- Exercise prompt:
From the issue thread on HelmRelease removal below, transcribe the passage that begins with the words "Sometimes AWS control" and ends with "in AWS console.".

- Text segment:
Mirantis / hmc

Apache License 2.0
10 stars 11 forks source link

HelmRelease should not be removed until all objects are removed #217

Closed Kshatrix closed 1 day ago

Kshatrix commented 3 weeks ago

helm-controller has a timeout (5min by default) that is used in helm uninstall --wait. After 5 minutes, it removes finalizer, leaving resources behind.

slysunkin commented 3 weeks ago

https://fluxcd.io/flux/installation/uninstall/ "Note that the uninstall command will not remove any Kubernetes objects or Helm releases that were reconciled on the cluster by Flux. It is safe to uninstall Flux and rerun the bootstrap, any existing workloads will not be affected."

slysunkin commented 2 weeks ago

Sometimes AWS control plane instances (i.e. -aws-dev-cp-) may have issues with removal of security group and internet getaway. This will result of non-deleted ControlPlane or Cluster, so security groups and internet getaways should be removed manually in AWS console.

slysunkin commented 2 weeks ago

According to the most recent investigations the root cause of this issue is in the sequence of removal of HelmRelease objects. Even if I can enforce "foreground" removal (child objects first, then parents), it is still quite often case where AWSCluster object (i.e. "AWSCluster/-aws-dev") is removed before Machine objects (for example: "Machine/-aws-dev-md-"). In this case AWSCluster doesn't exist while Machine becomes orphaned. And the whole Cluster is stuck until 5 minutes timeout. Setting a finalizer (just a manual one) on AWSCluster helped to resolve the issue: I can wait until Machine is deleted, remove my finalizer from AWSCluster, and then all remaining objects (AWSCluster and then Cluster) are deleted.

slysunkin commented 2 weeks ago

PR https://github.com/Mirantis/hmc/pull/242 was created

slysunkin commented 1 week ago

The same functionality should be implemented for Azure

- Dataset excerpts:
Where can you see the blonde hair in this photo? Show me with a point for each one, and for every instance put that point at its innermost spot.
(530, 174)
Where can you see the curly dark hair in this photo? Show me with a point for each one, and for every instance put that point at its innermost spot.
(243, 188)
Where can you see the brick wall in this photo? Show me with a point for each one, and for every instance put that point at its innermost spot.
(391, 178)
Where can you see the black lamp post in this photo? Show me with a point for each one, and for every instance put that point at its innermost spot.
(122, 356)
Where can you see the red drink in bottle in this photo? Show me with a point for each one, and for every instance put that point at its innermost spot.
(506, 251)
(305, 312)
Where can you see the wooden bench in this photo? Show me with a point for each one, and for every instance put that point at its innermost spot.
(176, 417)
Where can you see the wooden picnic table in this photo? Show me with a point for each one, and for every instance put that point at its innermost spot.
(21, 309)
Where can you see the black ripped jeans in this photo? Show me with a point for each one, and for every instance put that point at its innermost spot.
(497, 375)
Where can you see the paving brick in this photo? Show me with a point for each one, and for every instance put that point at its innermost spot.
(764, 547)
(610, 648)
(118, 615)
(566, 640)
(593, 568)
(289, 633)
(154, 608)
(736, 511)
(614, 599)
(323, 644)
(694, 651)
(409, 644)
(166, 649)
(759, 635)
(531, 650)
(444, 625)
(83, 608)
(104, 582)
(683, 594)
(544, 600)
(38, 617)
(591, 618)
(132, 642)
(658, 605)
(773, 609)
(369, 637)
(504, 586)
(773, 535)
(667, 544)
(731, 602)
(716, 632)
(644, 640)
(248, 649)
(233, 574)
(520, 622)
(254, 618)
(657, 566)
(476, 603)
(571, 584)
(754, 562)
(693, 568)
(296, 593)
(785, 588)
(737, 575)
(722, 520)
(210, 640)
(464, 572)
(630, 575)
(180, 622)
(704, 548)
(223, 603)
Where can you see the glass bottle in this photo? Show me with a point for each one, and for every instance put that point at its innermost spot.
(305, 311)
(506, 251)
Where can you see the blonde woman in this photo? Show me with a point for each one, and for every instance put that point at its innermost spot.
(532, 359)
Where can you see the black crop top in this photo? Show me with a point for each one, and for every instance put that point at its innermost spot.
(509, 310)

- Exercise output:
Sometimes AWS control plane instances (i.e. -aws-dev-cp-) may have issues with removal of security group and internet getaway. This will result of non-deleted ControlPlane or Cluster, so security groups and internet getaways should be removed manually in AWS console.